◆ TASK TO CARRY OUT ◆
Your copy should match the records exactly, except that it contains no pictures.

(Data extracted from a collection)
▼
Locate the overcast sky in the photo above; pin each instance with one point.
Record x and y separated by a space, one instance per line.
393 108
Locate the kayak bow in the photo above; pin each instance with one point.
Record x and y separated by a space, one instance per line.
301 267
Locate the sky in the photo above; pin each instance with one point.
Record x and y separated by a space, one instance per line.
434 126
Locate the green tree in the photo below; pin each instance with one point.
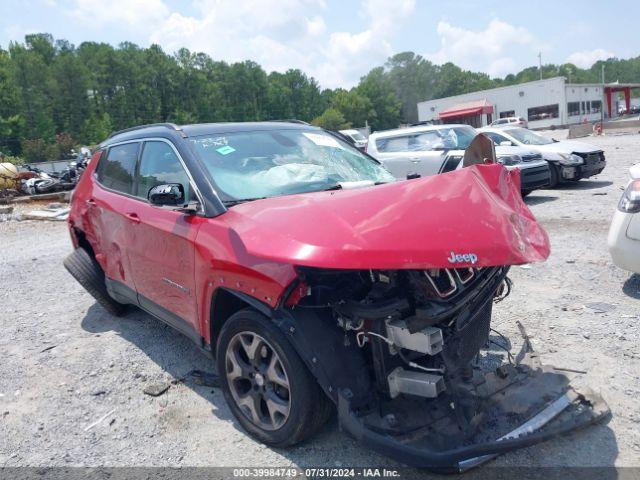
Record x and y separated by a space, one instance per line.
331 119
356 109
377 87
▲
◆ EXPECTED ANSWER ◆
Locate the overcast sky in the photo above; pin each instance with one point.
Record x and y separated by a space, one instance per line.
393 108
Locate the kayak bow in the photo above; pin each instance with one point.
Record x and y separated by a space, one instance per line.
301 267
Locate the sky in the photo above; pin each instance with one point.
Record x and y separated by a space, one instance per line.
434 126
Locate the green tree in the photo below; pin each instance with one point.
Record x and y separated by a space, one instance per line.
331 119
356 109
377 87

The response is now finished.